Start of Provided data
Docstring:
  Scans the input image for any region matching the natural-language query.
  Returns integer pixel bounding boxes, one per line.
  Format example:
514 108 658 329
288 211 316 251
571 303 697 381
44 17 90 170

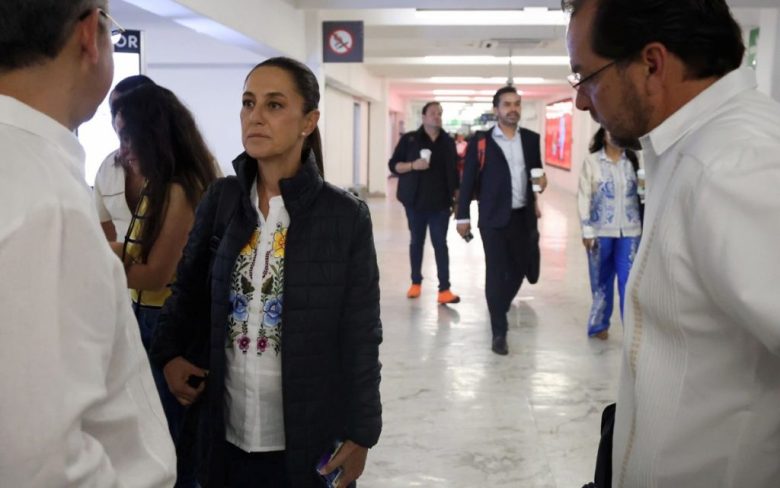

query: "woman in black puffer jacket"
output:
151 58 382 488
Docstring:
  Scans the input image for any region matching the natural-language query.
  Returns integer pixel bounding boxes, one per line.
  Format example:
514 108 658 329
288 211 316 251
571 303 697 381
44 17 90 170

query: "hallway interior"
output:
360 179 622 488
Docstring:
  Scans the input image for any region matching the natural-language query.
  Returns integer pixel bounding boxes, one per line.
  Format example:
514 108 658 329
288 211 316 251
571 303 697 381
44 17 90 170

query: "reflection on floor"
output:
359 183 622 488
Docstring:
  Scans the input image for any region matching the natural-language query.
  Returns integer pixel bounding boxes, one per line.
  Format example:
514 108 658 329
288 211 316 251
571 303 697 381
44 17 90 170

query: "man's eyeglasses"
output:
79 8 125 44
566 59 617 90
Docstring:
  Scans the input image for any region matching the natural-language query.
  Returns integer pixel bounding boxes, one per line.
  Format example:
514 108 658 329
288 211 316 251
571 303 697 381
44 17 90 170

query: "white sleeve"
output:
92 153 114 223
577 156 596 239
680 147 780 354
0 205 175 488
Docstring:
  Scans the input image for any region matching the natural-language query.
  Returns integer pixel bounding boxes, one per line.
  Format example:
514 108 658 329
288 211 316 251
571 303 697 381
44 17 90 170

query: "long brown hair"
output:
588 127 639 173
113 85 217 261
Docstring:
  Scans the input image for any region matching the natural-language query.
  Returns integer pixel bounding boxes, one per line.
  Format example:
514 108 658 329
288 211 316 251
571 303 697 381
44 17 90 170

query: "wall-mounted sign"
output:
544 99 574 170
745 27 760 69
114 30 141 54
322 21 363 63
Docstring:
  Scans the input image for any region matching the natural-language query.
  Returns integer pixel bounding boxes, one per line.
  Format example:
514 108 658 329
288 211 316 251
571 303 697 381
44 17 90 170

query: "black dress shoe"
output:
492 336 509 356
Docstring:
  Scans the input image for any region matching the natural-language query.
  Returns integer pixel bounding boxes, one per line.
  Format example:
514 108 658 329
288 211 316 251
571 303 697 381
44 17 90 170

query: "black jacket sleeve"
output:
387 134 411 175
341 202 382 447
149 179 225 368
455 133 482 219
447 138 460 200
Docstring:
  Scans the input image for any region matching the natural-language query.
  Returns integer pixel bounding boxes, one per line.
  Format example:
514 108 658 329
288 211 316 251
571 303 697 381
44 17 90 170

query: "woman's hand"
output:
163 356 208 407
582 238 596 251
320 441 368 488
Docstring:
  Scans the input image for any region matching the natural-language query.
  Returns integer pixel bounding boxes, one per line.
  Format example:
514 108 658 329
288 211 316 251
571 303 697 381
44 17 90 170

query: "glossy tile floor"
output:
360 180 622 488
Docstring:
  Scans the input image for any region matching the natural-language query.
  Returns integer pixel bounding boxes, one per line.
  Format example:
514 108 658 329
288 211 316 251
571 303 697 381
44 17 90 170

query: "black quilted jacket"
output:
151 154 382 488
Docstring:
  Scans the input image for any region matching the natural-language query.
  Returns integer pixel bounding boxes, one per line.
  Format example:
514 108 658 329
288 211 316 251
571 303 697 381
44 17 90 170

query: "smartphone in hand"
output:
314 441 344 488
187 374 208 390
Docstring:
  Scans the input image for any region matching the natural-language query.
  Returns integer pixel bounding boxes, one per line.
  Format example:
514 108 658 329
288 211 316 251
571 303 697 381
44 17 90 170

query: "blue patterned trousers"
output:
588 237 640 336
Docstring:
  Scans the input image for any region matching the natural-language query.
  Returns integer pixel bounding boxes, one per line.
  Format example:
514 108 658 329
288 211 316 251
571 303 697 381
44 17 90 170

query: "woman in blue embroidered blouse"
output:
577 128 642 340
152 58 382 488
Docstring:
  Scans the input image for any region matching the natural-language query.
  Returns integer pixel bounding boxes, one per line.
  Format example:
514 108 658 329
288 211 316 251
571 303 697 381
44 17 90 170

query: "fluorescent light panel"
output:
420 76 548 85
423 56 569 66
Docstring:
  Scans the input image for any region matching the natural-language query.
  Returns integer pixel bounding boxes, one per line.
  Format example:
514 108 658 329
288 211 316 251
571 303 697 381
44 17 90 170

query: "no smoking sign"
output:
322 21 363 63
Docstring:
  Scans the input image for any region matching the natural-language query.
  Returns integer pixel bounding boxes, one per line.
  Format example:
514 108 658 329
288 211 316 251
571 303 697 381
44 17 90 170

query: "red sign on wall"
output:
544 99 574 170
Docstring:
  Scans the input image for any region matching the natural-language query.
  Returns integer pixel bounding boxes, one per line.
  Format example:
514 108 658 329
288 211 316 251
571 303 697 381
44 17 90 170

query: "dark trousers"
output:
405 207 450 291
479 206 534 337
225 442 290 488
133 304 196 488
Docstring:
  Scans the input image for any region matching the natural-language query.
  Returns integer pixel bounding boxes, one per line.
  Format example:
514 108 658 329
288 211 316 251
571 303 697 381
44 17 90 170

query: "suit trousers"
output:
405 207 450 291
479 205 536 337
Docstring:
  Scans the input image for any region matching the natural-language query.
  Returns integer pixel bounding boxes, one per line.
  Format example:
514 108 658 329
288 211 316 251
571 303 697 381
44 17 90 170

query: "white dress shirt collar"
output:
493 124 520 141
641 67 756 156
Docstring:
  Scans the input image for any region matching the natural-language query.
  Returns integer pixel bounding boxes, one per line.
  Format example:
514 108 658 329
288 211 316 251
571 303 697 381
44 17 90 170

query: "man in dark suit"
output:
389 102 460 305
456 86 547 355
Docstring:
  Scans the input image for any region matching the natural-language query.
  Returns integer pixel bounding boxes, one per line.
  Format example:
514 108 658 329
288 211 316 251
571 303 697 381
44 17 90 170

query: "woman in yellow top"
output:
112 85 217 487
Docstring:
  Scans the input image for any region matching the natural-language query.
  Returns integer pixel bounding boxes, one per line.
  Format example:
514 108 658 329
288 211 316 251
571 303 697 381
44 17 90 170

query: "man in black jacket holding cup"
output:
388 102 460 305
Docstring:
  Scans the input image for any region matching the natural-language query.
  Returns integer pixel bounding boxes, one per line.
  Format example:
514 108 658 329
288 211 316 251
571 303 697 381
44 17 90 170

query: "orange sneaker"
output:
406 283 422 298
437 290 460 305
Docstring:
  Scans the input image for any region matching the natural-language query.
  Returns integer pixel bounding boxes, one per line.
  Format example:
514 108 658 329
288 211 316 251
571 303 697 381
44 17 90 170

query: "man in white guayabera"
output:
0 0 176 488
563 0 780 488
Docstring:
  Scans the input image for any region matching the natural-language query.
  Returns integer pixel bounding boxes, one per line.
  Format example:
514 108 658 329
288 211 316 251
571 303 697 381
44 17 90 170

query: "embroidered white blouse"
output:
225 180 290 452
577 149 642 239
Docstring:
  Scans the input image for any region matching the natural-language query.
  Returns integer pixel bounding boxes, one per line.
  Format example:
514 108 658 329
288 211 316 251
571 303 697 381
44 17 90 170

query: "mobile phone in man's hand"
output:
187 374 206 390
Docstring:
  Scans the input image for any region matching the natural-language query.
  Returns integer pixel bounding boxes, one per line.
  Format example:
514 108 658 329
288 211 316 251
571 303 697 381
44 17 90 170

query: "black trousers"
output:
479 205 535 337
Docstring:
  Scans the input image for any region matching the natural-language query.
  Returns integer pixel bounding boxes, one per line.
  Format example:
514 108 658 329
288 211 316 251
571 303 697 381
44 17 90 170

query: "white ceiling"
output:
112 0 780 105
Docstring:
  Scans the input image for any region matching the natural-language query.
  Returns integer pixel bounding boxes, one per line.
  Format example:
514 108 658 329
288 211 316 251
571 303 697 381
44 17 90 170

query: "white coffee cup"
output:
531 168 544 193
636 168 645 195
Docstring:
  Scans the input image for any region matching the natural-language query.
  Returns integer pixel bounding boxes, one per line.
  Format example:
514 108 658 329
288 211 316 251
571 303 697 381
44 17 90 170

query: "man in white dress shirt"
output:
0 0 175 488
564 0 780 488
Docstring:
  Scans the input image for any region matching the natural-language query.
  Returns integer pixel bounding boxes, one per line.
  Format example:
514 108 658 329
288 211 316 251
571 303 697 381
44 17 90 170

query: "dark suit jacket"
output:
388 126 458 210
455 128 542 228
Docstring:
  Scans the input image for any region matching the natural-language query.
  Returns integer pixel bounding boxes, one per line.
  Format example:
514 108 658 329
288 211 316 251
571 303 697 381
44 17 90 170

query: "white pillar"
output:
756 8 780 100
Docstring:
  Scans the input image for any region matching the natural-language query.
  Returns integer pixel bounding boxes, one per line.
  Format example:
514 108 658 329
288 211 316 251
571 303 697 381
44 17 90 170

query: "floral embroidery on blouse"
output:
226 222 287 356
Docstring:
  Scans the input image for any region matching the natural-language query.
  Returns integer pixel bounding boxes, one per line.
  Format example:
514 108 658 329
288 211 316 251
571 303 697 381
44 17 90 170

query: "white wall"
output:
756 8 780 101
324 63 392 195
112 2 265 174
321 85 354 188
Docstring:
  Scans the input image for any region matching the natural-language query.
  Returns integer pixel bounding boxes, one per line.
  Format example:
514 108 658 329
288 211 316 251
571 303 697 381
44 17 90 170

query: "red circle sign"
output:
328 29 355 55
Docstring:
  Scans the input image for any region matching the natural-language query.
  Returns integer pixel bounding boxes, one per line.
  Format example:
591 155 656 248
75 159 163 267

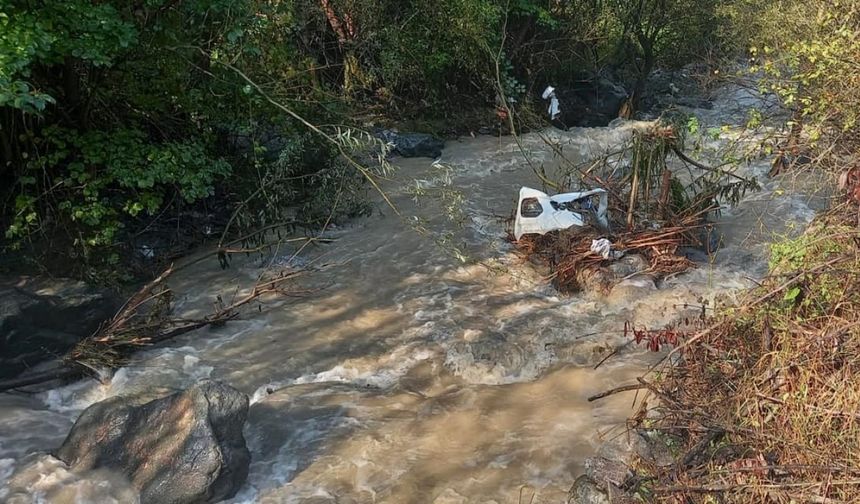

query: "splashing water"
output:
0 84 832 504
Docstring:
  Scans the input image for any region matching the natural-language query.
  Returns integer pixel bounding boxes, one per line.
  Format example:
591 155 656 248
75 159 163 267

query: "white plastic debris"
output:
591 238 624 259
541 86 561 121
514 187 609 240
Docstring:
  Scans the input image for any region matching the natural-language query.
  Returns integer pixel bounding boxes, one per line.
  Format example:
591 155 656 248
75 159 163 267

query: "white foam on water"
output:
251 346 436 404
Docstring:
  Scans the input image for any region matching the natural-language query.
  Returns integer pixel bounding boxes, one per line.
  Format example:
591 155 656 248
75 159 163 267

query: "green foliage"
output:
722 0 860 146
6 127 230 247
0 0 137 112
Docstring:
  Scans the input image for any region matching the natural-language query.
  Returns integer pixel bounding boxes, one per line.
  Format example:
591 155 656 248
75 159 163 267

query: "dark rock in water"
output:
640 67 713 114
377 130 445 159
556 77 628 127
567 475 609 504
585 457 632 490
56 380 251 504
0 278 120 379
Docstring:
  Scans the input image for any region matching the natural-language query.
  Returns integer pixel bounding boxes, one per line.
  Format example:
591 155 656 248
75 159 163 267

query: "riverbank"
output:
0 72 822 504
624 199 860 503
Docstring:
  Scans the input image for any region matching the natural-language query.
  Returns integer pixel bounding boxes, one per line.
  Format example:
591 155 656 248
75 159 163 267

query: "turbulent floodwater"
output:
0 84 824 504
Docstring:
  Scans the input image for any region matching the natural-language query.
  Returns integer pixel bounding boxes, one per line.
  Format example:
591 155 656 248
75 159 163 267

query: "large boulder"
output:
56 380 251 504
0 277 120 379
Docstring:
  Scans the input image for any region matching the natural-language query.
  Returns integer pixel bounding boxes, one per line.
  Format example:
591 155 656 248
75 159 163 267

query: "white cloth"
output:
514 187 609 240
591 238 612 259
541 86 561 121
547 95 561 121
541 86 555 100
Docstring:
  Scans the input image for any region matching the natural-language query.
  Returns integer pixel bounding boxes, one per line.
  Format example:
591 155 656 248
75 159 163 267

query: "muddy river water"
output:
0 84 824 504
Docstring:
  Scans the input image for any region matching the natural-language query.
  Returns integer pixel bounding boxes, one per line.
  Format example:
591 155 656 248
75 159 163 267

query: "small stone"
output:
567 475 609 504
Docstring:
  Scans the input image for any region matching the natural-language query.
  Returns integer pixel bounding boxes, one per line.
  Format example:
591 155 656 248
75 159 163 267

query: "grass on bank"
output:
637 199 860 503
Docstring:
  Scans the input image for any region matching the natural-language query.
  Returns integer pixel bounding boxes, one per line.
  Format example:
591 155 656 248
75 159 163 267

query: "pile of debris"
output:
508 122 740 293
509 193 705 294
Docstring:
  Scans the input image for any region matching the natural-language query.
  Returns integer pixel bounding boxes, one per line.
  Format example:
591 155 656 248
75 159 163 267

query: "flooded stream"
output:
0 84 824 504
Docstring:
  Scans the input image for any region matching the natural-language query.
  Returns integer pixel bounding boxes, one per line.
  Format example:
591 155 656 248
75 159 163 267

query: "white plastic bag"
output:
514 187 609 240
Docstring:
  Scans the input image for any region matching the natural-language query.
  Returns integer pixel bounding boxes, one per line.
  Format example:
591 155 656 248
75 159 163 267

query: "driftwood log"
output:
0 267 305 392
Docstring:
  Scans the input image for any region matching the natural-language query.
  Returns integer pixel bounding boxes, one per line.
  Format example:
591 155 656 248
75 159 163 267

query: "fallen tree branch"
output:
0 266 305 392
588 383 648 402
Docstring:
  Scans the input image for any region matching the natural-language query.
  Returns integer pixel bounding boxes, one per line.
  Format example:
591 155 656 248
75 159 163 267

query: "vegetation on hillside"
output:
620 0 860 503
0 0 722 280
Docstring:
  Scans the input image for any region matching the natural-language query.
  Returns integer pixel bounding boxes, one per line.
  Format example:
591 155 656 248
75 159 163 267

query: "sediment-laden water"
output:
0 83 823 504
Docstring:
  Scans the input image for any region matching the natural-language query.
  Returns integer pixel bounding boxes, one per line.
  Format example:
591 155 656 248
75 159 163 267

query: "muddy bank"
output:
0 79 823 504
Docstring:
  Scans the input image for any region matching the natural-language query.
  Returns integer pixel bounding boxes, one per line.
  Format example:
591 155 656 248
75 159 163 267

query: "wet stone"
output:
585 457 632 490
57 380 251 504
567 475 609 504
End of Provided data
_Problem description_: Turn the rows from the very first line through the line containing "113 85 217 261" into a JSON list of strings, one string per line and both ends included. Skip blank lines and leave out the pictures.

_Solution_:
[
  "Docstring:",
  "  Scans the input image for any region matching the natural-language query.",
  "  Returns integer pixel bounding boxes, one per line.",
  "  Format example:",
  "514 108 658 329",
  "288 211 316 251",
  "571 303 697 381",
  "44 17 90 170",
  "query: \"woman in black puffer jacket\"",
  "output:",
  "151 58 382 488",
  "Docstring:",
  "  Scans the input image for any region matching the natural-language query.",
  "  Returns integer pixel bounding boxes, one per line.",
  "  Format example:",
  "514 108 658 329",
  "288 211 316 251",
  "571 303 697 381",
  "44 17 90 170",
  "query: \"hallway interior\"",
  "output:",
  "360 179 622 488",
  "Docstring:",
  "  Scans the input image for any region matching the natural-language query.",
  "  Returns integer pixel bounding boxes, one per line.",
  "  Format example:",
  "514 108 658 329",
  "288 211 316 251",
  "571 303 697 381",
  "44 17 90 170",
  "query: \"reflection on floor\"",
  "output:",
  "359 183 622 488",
  "Docstring:",
  "  Scans the input image for any region matching the natural-language query.",
  "  Returns integer pixel bounding boxes, one per line.",
  "  Format example:",
  "514 108 658 329",
  "288 211 316 251",
  "571 303 697 381",
  "44 17 90 170",
  "query: \"man's eyeglasses\"",
  "output:",
  "79 8 125 44",
  "566 59 617 90",
  "Docstring:",
  "  Scans the input image for any region matching the natural-language query.",
  "  Returns integer pixel bounding boxes, one per line.",
  "  Format example:",
  "514 108 658 329",
  "288 211 316 251",
  "571 303 697 381",
  "44 17 90 170",
  "query: \"white sleeve\"",
  "output:",
  "92 153 114 223",
  "577 156 596 239",
  "680 147 780 354",
  "0 205 175 488",
  "Docstring:",
  "  Scans the input image for any region matching the natural-language query.",
  "  Returns integer pixel bounding boxes, one per line.",
  "  Format example:",
  "514 108 658 329",
  "288 211 316 251",
  "571 303 697 381",
  "44 17 90 170",
  "query: \"long brown hair\"",
  "output:",
  "588 127 639 173",
  "113 85 217 261"
]